[Opening DATA FOR THE TASK section]

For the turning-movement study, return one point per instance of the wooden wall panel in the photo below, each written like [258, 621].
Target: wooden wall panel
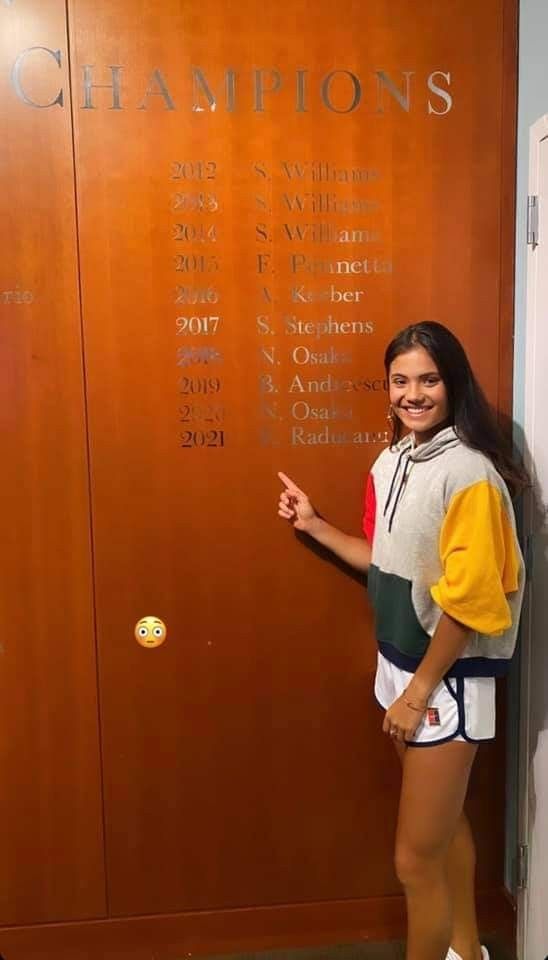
[50, 798]
[244, 763]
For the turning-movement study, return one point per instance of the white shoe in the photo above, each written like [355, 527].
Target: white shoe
[453, 955]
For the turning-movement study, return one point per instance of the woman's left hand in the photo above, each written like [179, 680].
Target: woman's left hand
[401, 721]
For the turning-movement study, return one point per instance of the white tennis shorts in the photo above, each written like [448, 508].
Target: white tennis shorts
[460, 708]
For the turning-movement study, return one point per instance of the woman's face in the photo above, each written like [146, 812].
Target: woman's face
[417, 393]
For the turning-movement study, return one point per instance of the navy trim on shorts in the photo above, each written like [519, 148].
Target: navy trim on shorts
[457, 695]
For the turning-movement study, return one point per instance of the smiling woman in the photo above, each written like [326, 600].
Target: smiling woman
[445, 579]
[418, 395]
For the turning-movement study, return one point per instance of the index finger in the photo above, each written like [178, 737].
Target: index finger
[292, 487]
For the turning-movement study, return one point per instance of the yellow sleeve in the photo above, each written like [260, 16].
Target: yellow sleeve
[480, 560]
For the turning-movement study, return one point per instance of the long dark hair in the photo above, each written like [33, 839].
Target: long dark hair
[473, 418]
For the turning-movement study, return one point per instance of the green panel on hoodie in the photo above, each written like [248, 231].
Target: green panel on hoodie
[395, 619]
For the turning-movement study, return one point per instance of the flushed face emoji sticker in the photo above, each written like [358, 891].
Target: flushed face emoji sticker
[150, 632]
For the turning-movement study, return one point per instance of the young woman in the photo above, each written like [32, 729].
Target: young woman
[445, 577]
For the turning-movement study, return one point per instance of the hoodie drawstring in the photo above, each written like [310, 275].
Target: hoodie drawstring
[403, 480]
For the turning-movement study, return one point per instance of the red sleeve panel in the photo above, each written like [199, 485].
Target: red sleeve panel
[369, 509]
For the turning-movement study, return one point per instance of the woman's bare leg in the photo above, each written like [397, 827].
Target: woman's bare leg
[461, 870]
[461, 863]
[434, 784]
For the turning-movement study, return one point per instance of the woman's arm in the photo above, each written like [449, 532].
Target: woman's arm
[445, 647]
[295, 506]
[403, 717]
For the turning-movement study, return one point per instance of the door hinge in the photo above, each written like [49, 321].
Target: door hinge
[532, 220]
[523, 866]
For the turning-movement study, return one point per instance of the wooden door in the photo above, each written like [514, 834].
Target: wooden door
[50, 798]
[266, 194]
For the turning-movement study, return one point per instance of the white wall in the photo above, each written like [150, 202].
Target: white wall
[532, 104]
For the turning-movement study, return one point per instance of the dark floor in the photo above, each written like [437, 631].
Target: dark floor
[365, 951]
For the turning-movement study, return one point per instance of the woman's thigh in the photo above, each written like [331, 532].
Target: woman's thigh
[434, 784]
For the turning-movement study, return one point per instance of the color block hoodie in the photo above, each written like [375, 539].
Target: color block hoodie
[442, 529]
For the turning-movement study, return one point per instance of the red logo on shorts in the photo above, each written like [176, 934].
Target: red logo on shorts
[433, 716]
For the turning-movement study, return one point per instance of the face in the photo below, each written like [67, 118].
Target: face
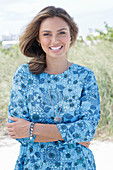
[54, 37]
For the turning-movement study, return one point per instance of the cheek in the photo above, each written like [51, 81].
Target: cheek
[44, 43]
[66, 40]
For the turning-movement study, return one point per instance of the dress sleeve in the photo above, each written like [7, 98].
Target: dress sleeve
[85, 127]
[18, 99]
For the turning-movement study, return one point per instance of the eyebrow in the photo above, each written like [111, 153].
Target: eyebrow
[57, 30]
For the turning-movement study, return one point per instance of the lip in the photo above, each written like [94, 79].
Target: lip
[55, 48]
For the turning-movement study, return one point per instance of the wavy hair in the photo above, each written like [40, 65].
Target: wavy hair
[28, 43]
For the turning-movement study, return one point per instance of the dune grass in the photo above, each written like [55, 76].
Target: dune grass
[98, 57]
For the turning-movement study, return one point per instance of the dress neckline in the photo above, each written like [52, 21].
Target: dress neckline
[60, 73]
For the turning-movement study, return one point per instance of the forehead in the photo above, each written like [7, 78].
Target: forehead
[54, 23]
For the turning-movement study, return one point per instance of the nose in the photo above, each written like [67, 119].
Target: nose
[54, 38]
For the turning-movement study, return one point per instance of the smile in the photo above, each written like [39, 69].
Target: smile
[56, 48]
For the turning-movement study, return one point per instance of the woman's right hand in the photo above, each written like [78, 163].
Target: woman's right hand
[86, 144]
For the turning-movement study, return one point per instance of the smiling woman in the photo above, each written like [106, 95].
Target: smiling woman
[54, 105]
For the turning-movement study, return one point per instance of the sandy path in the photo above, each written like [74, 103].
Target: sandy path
[103, 152]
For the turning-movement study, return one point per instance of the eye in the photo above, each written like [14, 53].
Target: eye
[62, 33]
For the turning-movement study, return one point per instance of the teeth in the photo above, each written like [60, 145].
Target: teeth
[55, 48]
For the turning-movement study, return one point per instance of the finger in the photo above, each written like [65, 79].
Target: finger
[9, 125]
[13, 118]
[9, 129]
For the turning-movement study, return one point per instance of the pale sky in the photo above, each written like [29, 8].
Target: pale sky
[16, 14]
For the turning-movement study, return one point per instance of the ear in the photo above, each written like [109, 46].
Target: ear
[38, 40]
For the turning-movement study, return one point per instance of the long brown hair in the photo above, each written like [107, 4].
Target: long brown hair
[28, 43]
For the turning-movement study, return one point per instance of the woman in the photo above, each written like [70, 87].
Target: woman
[54, 105]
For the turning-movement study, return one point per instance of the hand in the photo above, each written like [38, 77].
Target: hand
[86, 144]
[19, 128]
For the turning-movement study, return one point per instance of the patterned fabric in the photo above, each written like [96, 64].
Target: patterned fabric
[80, 114]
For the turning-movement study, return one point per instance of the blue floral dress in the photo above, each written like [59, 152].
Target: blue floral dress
[80, 114]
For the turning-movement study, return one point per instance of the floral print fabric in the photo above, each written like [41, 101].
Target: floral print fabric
[80, 111]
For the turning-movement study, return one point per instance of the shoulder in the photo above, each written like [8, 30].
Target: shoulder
[82, 69]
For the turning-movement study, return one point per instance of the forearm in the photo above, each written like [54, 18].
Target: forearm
[46, 132]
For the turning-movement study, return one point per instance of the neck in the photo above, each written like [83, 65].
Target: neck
[56, 66]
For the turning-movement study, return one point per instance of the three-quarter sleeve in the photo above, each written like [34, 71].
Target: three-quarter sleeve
[89, 114]
[18, 98]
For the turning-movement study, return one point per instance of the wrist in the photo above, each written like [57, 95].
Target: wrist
[31, 128]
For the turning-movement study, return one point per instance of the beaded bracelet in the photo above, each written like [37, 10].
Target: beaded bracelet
[31, 126]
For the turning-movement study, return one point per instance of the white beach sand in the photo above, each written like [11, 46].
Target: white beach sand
[9, 150]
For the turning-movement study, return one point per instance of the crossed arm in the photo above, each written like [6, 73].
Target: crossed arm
[44, 132]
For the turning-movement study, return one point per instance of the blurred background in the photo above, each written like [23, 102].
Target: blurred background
[94, 49]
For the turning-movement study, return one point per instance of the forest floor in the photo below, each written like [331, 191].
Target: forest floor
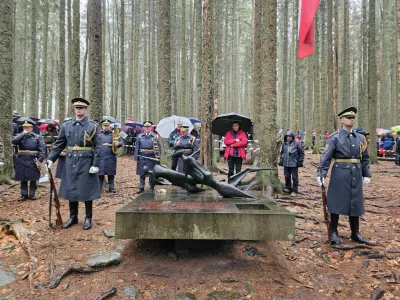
[309, 268]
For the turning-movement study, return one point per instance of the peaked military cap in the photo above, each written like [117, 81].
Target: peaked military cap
[351, 112]
[28, 123]
[80, 102]
[105, 122]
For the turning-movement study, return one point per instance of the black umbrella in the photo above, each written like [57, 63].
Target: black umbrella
[46, 121]
[223, 123]
[111, 119]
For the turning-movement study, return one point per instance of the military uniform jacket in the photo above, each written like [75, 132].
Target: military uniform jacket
[77, 184]
[108, 160]
[145, 146]
[25, 166]
[345, 196]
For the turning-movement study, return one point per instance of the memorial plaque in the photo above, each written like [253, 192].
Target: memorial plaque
[203, 216]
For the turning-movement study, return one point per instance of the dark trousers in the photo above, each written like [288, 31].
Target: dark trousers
[174, 164]
[234, 163]
[291, 174]
[110, 179]
[32, 188]
[73, 209]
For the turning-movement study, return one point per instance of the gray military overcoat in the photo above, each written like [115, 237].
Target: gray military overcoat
[345, 196]
[77, 184]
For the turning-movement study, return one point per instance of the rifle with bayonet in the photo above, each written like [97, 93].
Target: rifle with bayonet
[324, 205]
[53, 193]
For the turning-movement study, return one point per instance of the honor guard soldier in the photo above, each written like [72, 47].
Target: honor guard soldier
[148, 145]
[185, 144]
[108, 161]
[348, 149]
[79, 182]
[30, 150]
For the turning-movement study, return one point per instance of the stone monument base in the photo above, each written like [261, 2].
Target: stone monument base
[203, 216]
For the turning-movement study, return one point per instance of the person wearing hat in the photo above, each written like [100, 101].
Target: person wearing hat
[108, 160]
[147, 144]
[235, 141]
[79, 182]
[397, 161]
[30, 149]
[350, 170]
[185, 144]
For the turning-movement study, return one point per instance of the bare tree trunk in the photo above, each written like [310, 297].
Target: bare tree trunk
[44, 100]
[6, 87]
[207, 92]
[95, 60]
[33, 105]
[372, 81]
[61, 109]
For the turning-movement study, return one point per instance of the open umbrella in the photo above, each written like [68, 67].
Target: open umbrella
[47, 121]
[223, 123]
[134, 124]
[167, 125]
[194, 120]
[111, 119]
[396, 128]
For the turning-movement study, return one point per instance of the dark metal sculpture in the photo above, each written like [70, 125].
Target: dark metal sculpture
[194, 174]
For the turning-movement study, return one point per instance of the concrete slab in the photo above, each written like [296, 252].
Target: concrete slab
[203, 216]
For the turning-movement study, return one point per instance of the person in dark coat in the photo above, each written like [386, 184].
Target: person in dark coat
[147, 144]
[187, 144]
[30, 148]
[351, 168]
[173, 136]
[129, 141]
[79, 182]
[108, 159]
[397, 161]
[291, 158]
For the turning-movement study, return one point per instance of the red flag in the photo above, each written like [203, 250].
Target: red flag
[307, 11]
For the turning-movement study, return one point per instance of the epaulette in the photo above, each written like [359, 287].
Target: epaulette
[333, 134]
[94, 122]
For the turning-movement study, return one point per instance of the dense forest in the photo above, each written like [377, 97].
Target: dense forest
[150, 59]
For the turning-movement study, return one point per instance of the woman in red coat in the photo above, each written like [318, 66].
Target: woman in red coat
[235, 141]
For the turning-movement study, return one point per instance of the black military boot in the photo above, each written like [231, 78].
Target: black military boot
[23, 198]
[334, 233]
[355, 230]
[88, 219]
[73, 215]
[288, 185]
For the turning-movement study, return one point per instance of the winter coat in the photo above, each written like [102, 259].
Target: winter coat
[108, 160]
[230, 142]
[144, 146]
[25, 166]
[345, 196]
[292, 153]
[77, 184]
[187, 144]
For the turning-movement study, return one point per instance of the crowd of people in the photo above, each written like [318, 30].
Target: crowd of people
[86, 156]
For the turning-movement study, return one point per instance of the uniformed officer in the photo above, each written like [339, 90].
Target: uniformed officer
[351, 164]
[30, 148]
[79, 182]
[147, 144]
[108, 161]
[187, 144]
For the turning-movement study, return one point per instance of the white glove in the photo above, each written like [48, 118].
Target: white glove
[93, 170]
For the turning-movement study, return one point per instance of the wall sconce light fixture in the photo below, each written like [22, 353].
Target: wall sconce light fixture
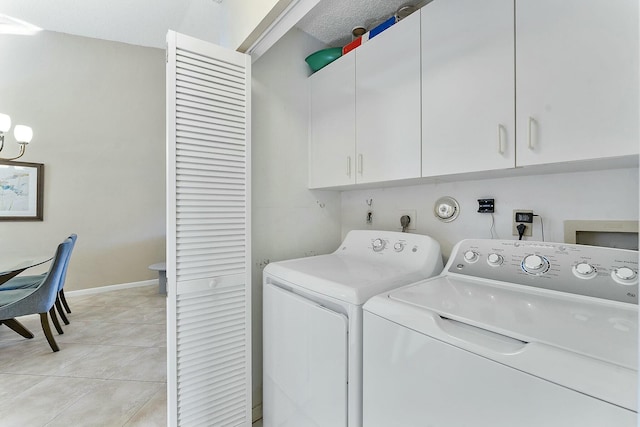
[22, 133]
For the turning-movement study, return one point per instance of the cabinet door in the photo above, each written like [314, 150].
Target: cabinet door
[576, 79]
[388, 104]
[332, 124]
[467, 86]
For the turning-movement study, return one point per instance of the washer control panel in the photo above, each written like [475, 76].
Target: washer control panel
[585, 270]
[394, 244]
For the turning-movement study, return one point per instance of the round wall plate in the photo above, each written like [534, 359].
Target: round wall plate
[446, 209]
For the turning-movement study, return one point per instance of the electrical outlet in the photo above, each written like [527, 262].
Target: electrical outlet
[522, 216]
[412, 215]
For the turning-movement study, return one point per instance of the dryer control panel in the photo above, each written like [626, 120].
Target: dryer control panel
[584, 270]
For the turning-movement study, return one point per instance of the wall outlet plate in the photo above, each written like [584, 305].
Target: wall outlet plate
[412, 215]
[486, 205]
[529, 230]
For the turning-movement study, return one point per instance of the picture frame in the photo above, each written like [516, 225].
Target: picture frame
[21, 191]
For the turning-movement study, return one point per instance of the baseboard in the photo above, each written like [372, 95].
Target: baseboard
[109, 288]
[256, 413]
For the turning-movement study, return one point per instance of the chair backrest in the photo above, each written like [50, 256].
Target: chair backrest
[42, 298]
[55, 274]
[73, 238]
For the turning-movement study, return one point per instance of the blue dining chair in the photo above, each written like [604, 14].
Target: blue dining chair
[26, 282]
[41, 299]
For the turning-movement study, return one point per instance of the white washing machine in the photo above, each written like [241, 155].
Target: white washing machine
[312, 324]
[511, 334]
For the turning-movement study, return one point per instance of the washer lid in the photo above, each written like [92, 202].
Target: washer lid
[347, 278]
[598, 328]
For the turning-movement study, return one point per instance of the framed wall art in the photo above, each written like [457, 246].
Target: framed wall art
[21, 191]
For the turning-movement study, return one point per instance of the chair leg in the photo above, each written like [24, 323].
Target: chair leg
[44, 321]
[55, 321]
[64, 301]
[18, 327]
[61, 311]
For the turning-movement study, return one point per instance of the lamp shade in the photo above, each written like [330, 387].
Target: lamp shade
[5, 122]
[23, 133]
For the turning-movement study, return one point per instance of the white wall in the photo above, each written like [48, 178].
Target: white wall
[98, 112]
[596, 195]
[288, 222]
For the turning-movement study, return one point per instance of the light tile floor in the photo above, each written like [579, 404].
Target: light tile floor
[110, 370]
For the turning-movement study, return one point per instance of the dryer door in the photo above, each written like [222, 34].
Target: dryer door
[305, 361]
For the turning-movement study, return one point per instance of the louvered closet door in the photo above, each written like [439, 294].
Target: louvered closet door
[209, 337]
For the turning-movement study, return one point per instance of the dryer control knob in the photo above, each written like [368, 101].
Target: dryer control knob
[584, 270]
[625, 276]
[495, 260]
[534, 264]
[378, 245]
[471, 256]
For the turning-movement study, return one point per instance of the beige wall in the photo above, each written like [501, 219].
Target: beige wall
[98, 113]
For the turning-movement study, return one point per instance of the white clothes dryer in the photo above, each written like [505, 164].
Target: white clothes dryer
[512, 333]
[312, 324]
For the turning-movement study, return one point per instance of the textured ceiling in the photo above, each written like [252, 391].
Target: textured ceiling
[145, 22]
[331, 21]
[139, 22]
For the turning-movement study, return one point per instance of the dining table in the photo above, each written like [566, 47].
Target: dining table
[13, 265]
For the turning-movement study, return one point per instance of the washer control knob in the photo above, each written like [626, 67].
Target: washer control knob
[399, 246]
[584, 270]
[535, 264]
[378, 245]
[624, 276]
[471, 256]
[495, 260]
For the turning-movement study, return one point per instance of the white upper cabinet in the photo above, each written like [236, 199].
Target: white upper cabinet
[388, 142]
[468, 121]
[333, 131]
[576, 80]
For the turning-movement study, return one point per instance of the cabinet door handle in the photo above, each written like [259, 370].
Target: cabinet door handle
[500, 146]
[529, 133]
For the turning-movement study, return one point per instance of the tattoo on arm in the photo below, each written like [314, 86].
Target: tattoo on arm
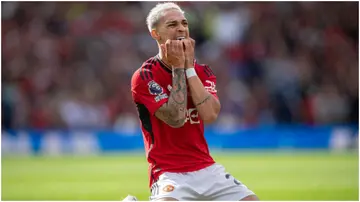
[174, 111]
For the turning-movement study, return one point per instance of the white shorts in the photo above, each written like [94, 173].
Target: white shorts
[210, 183]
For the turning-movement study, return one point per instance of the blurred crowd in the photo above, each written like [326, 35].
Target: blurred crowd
[69, 64]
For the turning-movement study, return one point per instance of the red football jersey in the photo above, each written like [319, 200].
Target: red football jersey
[170, 149]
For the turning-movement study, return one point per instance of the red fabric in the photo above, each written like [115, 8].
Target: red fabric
[171, 149]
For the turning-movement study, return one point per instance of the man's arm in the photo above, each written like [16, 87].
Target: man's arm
[173, 112]
[206, 104]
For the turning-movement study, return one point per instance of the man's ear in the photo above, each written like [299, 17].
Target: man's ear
[155, 35]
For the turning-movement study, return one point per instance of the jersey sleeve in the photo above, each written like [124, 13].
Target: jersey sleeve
[148, 92]
[208, 79]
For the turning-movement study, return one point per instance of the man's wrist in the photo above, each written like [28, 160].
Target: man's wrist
[190, 72]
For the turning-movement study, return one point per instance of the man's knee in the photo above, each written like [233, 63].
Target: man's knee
[167, 199]
[250, 198]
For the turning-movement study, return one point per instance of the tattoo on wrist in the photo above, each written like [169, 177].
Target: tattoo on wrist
[208, 97]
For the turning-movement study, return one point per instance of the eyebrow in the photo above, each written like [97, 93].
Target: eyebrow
[174, 21]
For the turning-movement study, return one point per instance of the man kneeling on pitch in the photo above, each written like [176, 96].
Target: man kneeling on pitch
[175, 96]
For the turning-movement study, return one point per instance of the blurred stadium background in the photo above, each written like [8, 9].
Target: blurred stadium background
[287, 79]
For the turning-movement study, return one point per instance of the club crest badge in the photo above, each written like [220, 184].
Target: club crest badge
[155, 88]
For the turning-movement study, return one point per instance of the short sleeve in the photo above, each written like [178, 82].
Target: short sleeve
[149, 93]
[208, 79]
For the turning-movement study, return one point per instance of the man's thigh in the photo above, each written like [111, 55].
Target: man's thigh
[224, 187]
[172, 186]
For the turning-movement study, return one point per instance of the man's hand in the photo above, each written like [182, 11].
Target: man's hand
[189, 50]
[173, 51]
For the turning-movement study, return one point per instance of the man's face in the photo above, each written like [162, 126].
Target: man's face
[172, 25]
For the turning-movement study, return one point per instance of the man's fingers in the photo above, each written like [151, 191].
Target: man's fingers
[168, 46]
[192, 41]
[163, 49]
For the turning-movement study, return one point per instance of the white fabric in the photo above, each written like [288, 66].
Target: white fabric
[211, 183]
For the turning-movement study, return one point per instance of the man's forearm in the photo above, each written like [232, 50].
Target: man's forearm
[206, 104]
[174, 111]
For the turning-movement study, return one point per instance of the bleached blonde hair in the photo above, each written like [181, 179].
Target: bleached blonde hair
[158, 11]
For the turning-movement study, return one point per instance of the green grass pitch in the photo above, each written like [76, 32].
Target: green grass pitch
[271, 175]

[Closing DATA FOR THE TASK section]

** TASK REQUIREMENTS **
From the data above, pick out each line containing "below" and copy it.

** YOUR SOLUTION **
For the turning-movement study, return one point per instance of the wooden wall panel in the photo below, each written like [258, 621].
For the turning-movement study, return one point per instance of the face in the photo below, each written like [67, 118].
For the turning-movement study, return one point per instance of the forest floor in the photo below, each written like [331, 191].
For the turning-movement study, return one point per instance of the wall sconce light fixture in the photo below, each written like [22, 353].
For the turning-movement study, return one point per instance of the tattoo on arm in the photo below, each written like [314, 86].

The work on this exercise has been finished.